§ PROBLEM STATEMENT
An exact copy of every record below is what's needed here.

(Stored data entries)
------------------------------------------------

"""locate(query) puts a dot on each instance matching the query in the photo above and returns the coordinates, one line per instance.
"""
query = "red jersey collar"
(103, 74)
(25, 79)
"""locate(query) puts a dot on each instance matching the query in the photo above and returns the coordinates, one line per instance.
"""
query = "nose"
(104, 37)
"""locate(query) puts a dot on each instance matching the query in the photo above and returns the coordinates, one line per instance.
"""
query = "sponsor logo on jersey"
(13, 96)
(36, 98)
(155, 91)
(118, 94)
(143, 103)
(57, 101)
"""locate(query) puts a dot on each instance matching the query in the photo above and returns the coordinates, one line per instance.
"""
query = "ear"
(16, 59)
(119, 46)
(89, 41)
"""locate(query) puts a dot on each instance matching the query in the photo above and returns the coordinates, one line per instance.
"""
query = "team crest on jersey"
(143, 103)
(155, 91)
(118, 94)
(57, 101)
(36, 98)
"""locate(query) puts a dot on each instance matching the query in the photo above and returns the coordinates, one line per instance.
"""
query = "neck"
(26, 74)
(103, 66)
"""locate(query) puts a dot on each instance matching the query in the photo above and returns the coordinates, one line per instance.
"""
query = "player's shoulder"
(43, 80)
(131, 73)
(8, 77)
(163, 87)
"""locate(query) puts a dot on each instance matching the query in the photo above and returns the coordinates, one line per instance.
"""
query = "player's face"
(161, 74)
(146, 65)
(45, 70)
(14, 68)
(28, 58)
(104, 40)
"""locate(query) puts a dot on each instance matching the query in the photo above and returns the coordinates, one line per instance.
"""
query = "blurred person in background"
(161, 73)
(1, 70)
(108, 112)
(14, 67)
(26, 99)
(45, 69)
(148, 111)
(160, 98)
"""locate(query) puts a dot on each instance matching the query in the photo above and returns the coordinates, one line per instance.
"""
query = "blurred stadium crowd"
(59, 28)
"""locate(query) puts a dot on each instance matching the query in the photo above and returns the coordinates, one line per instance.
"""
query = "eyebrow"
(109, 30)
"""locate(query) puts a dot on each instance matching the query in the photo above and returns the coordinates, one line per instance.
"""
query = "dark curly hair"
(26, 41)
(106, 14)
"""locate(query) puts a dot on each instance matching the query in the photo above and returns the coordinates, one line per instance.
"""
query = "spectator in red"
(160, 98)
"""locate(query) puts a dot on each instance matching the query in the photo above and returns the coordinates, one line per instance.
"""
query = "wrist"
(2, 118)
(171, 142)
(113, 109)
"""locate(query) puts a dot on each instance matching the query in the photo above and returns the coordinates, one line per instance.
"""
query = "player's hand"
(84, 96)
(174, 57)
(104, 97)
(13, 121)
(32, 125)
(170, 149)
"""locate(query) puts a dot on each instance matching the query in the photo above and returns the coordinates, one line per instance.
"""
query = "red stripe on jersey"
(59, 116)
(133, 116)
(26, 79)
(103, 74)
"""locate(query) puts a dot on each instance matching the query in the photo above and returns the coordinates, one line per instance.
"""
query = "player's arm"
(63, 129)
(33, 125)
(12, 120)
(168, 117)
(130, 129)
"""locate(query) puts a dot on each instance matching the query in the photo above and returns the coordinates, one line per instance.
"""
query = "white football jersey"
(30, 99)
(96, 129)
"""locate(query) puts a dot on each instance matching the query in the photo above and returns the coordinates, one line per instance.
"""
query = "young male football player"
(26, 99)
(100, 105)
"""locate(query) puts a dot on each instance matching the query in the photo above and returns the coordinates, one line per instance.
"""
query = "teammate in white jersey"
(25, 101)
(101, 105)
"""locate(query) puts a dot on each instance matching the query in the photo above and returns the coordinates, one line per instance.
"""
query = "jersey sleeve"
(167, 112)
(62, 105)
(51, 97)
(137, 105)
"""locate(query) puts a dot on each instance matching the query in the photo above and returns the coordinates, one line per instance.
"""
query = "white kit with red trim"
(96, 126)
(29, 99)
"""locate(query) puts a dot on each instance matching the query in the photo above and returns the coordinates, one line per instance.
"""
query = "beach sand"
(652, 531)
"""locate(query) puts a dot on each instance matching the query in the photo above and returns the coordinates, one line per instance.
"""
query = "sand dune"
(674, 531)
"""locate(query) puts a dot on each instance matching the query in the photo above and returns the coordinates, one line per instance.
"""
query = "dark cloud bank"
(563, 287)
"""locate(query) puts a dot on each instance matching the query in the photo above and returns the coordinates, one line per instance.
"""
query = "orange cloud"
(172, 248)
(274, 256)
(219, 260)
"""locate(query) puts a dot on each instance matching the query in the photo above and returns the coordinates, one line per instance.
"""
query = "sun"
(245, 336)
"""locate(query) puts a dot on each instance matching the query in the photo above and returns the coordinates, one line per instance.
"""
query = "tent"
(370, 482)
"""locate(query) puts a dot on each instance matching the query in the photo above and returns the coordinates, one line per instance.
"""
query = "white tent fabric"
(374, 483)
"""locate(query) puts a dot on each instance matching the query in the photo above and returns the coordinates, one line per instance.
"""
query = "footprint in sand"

------------------------------------------------

§ FINAL ANSWER
"""locate(query) puts a dot on each instance matching the query in the photo above and returns the coordinates, one line per instance.
"""
query = "red jersey collar"
(103, 74)
(25, 79)
"""locate(query) puts a dot on each instance matching the query in the photo above and returns the coordinates, one line per instance.
"""
query = "nose"
(104, 37)
"""locate(query) puts a dot on each instance matching the query in the photo above and returns the coordinates, one line per instance.
"""
query = "sponsor logo on jersey"
(13, 96)
(36, 98)
(155, 91)
(118, 94)
(143, 103)
(57, 101)
"""locate(query) puts a dot on each instance matching the query in the photo above and returns the coordinates, one line per instance.
"""
query = "ear"
(16, 59)
(119, 46)
(89, 41)
"""locate(query) puts a dot on each instance matching the query in the photo above and returns the coordinates, one line per instance.
"""
query = "team crest on jersey"
(143, 103)
(155, 91)
(118, 94)
(57, 101)
(36, 98)
"""locate(query) puts a dot on each instance matching the query in the photo above and returns the coordinates, one line per instance.
"""
query = "neck"
(26, 74)
(103, 66)
"""locate(query) puts a dot on each instance matching the query in the photo above and returns the coordinates, one line per instance.
"""
query = "player's shoulder"
(43, 80)
(131, 73)
(8, 77)
(163, 87)
"""locate(query) puts a dot on each instance matching the query in the photo above and returns the coordinates, one line per instance.
"""
query = "player's face"
(161, 74)
(146, 65)
(45, 70)
(14, 68)
(28, 58)
(104, 40)
"""locate(query) puts a dot on each instance matching the query in the photo above and returns the coordinates, one line per instance.
"""
query = "blurred person in background"
(161, 73)
(1, 70)
(108, 112)
(14, 67)
(26, 99)
(45, 69)
(148, 111)
(160, 98)
"""locate(query) puts a dot on each instance matching the query in the photo above and returns the coordinates, one line per instance.
"""
query = "blurred stadium crowd"
(59, 28)
"""locate(query) puts a dot on each instance matching the query in the photo above and returns the coordinates, one line per instance.
"""
query = "eyebrow"
(109, 30)
"""locate(query) puts a dot on each instance matching the query in the photo above and returns the coordinates, one line per instance.
"""
query = "dark curly hair"
(26, 41)
(106, 14)
"""locate(query) puts a dot on each instance matching the query in the photo above and returns the coordinates, one line per instance.
"""
query = "spectator in red"
(160, 98)
"""locate(query) puts a dot on each instance matching the query in the photo above and returns the coordinates, one line per instance.
"""
query = "wrist"
(2, 118)
(171, 142)
(113, 109)
"""locate(query) puts a dot on each instance matching the query in the photo above and returns the coordinates, one line per instance.
"""
query = "player's hand"
(84, 96)
(174, 57)
(104, 97)
(13, 121)
(32, 125)
(170, 149)
"""locate(query) puts a dot on each instance matching the query in the photo above and returns the coordinates, one line per instance.
"""
query = "red stripe on jersey"
(59, 116)
(133, 116)
(26, 79)
(103, 74)
"""locate(query) puts a dot on each instance matching the query in the photo above and returns the coordinates, one line per instance.
"""
query = "player's arm"
(63, 129)
(33, 125)
(12, 120)
(168, 117)
(130, 129)
"""locate(query) puts a dot on each instance matching the query in the photo above and returns the coordinates, one line per instance.
"""
query = "white football jersey"
(30, 99)
(96, 129)
"""locate(query) puts a dot on each instance matching the query in the photo above and returns the coordinates, one line per instance.
"""
query = "young male football player"
(26, 99)
(100, 105)
"""locate(query) puts a dot on each instance matching the query in the photo above and returns the coordinates, one line per instance.
"""
query = "teammate in white jersey"
(25, 101)
(101, 105)
"""locate(query) puts a dot on each instance matching the query in the photo above and returns the coordinates, one line per instance.
"""
query = "jersey sleeve"
(167, 112)
(62, 105)
(51, 97)
(137, 105)
"""locate(query) puts a dot on each instance matching the query in the photo above and returns the coordinates, one line per instance.
"""
query = "white kit with red trim"
(96, 126)
(29, 99)
"""locate(query) puts a dot on each instance matching the query in the photo above and returns the coordinates, one line per instance.
"""
query = "beach sand"
(652, 531)
"""locate(query) puts a dot on each instance matching the query in the photo above and returns the coordinates, one line per instance.
"""
query = "sand dune"
(674, 531)
"""locate(query) puts a dot on each instance matching the query in the photo above and returns the coordinates, one line per instance.
"""
query = "dark cloud bank"
(563, 287)
"""locate(query) puts a dot on each instance matching the query in the photo above and returns the coordinates, one line per instance.
"""
query = "orange cloud"
(172, 248)
(274, 256)
(219, 260)
"""locate(query) puts a dot on each instance matching the query in the photo above and returns the coordinates, one line per instance.
"""
query = "sun"
(245, 336)
"""locate(query) puts a dot on each instance matching the query in the photo above and returns the coordinates, one line per instance.
"""
query = "tent"
(370, 482)
"""locate(query) puts a dot on each instance matching the query in the photo above and returns the coordinates, one line per instance.
"""
query = "white tent fabric"
(374, 483)
"""locate(query) puts a dot on each instance matching the query in the photo above and returns the coordinates, one line per instance.
"""
query = "footprint in sand"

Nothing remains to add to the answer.